And this last one…maybe it deserves its own post entirely. Again this is a personal preference of mine so take it with however much weight you want to put on it. I personally follow via email my favorite blogs. These are the blogs that I don’t want to miss a post. I’ve likely connected with the blogger just as much as I’ve connected with their content. It’s not just about not wanting to miss the topic of a particular post, but it’s about not wanting to miss the content itself. Systematically, some of my favorite bloggers that I follow via email have switched from email posts that show their entire post content, to posts that include about the first paragraph and then have a link that says “read more” which will take you directly to the post on their site.

This started out as a devastating thing for me. And every single blog that I’ve followed via email that has resorted to this post I’ve contacted the blogger to plead my case on them returning to their old method of including the entire post in their emails. Some have and some haven’t. To be honest, I only retain my email following from two of the bloggers who haven’t returned to their old method. The others I’ve unsubscribed from. This isn’t me trying to punish them or anything like that. It is simply that this method of following no longer meets my needs.

I get it. I do. The purpose behind an email post method like this is to drive traffic to your blog. People who read your posts in their email can't do this anymore when you choose this method. They now have to be driven to your website which ups your blog views and potentially will help direct visitors to multiple articles, posts, etc of your site. Plus maybe there’s a level of hope that the visitor will leave a comment now that they’re actually at your site. From a blogging standpoint, I get this. I really do. You want your readers and followers to be actively involved. And you want your numbers and statistics to reflect that. But from a reader/follower’s standpoint, I’m getting screwed.

> [PROVIDED INFORMATION]

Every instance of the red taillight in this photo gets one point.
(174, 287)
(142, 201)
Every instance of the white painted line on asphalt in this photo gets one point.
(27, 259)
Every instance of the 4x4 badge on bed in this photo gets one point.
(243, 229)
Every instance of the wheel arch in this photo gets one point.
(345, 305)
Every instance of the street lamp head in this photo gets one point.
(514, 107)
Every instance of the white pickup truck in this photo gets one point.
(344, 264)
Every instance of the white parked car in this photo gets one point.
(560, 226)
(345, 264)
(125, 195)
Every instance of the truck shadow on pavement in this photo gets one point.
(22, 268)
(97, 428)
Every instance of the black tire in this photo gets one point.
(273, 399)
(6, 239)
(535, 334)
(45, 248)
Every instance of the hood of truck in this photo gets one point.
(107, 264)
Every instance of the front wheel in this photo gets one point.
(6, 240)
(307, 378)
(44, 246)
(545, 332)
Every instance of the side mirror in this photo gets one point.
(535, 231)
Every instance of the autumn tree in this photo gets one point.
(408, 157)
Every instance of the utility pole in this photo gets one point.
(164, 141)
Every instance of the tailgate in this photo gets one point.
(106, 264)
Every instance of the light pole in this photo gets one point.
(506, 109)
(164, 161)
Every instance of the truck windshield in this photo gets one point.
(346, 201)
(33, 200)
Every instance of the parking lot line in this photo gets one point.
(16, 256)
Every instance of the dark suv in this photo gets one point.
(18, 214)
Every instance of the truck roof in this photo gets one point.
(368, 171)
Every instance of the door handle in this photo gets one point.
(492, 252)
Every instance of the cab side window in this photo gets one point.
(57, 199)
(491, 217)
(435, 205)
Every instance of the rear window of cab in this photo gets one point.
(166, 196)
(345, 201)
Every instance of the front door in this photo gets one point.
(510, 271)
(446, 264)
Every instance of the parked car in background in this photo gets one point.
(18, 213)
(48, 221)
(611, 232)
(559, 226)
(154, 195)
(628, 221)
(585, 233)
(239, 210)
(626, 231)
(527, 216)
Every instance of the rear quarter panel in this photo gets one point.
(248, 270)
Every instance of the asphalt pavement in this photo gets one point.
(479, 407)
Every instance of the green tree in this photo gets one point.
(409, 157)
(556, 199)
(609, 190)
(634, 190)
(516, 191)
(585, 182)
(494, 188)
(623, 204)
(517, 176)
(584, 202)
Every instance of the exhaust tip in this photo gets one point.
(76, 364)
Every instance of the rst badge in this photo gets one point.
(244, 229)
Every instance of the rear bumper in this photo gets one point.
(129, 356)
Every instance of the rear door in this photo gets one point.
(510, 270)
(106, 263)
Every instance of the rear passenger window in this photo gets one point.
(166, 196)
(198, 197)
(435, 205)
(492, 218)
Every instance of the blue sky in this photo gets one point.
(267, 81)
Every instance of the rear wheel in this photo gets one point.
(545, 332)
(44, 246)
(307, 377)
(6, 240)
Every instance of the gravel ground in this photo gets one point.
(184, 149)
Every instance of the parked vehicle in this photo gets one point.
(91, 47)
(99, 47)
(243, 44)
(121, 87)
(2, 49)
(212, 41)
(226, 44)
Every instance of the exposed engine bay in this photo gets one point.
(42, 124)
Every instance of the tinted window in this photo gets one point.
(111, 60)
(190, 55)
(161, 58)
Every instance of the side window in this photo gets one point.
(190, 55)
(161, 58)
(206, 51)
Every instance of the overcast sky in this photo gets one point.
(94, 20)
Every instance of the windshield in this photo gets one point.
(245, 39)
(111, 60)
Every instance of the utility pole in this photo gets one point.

> [STATED EXERCISE 1]
Could you rewrite the stretch of the email-subscription post from "This started out" through "meets my needs.", putting "frustrating" in place of "devastating"?
> [STATED EXERCISE 2]
Do these statements agree with the email-subscription post? Answer yes or no for each, quoting the words that decide it. (a) The writer has unsubscribed from every blog that switched to "read more" emails. (b) The writer contacted each blogger who switched to the shorter email format. (c) The writer unsubscribes in order to punish the bloggers.
> [STATED EXERCISE 3]
What comes next in the email-subscription post? Continue it from its last sentence.

> [REPLY 1]
This started out as a frustrating thing for me. And every single blog that I’ve followed via email that has resorted to this post I’ve contacted the blogger to plead my case on them returning to their old method of including the entire post in their emails. Some have and some haven’t. To be honest, I only retain my email following from two of the bloggers who haven’t returned to their old method. The others I’ve unsubscribed from. This isn’t me trying to punish them or anything like that. It is simply that this method of following no longer meets my needs.

> [REPLY 2]
(a) No: "I only retain my email following from two of the bloggers who haven’t returned to their old method."
(b) Yes: "every single blog that I’ve followed via email that has resorted to this post I’ve contacted the blogger to plead my case"
(c) No: "This isn’t me trying to punish them or anything like that."

> [REPLY 3]
Here’s what I mean. I didn’t choose to subscribe via GFC or Bloglovin’. I don’t follow you through what you post to Facebook or Twitter. I chose to follow via email. What I want is to be able to read your posts when I check my email without having to go to your site. Often times I flag posts I’ve read to go back and comment on when I get home or when I get access to a computer (because some things I don’t enjoy doing from my phone). This is the method by which I chose to follow you. And now all of a sudden you’re trying to change the terms of our agreement (an unspoken agreement, sure). It’s not a threat that I’m trying to hang over anyone’s head…by all means you blog the way you want to blog. But I’m going to follow the way I want to follow too. And if this method is the means by which you choose to deliver to your email subscribers then I’m out. You don’t just lose out on the clicks you were hoping to get to your site, but you’ve lost a reader entirely. I may not comment on every post, but I usually do read them. What this says to me is that you care more about your blog statistics than you do your readers. Maybe I’m wrong. (That’s totally within the realm of possibilities.)

If you haven’t picked up on a theme behind most of my frustrations, it’s this: ease, efficiency, time savers, eliminating unnecessary clicks and navigation, etc. Maybe I’m lazy. But I feel like if I feel this way then surely there are others who agree. I can’t be alone in this? While my thoughts are mine and I’m not trying to force any one way to blog upon anyone else, maybe others feel the same way? Maybe others whole heartedly disagree. Personally, blogging takes up a long of time (time away from reading). I love doing it, but if there are any ways to make it easier, more efficient, and cut down on time away from the books I’m all about it.

What do you guys think? Are any of these things that you’ve noticed when visiting other blogs? Do you agree? Disagree? Do you have your own set of blogging frustrations? Let me know!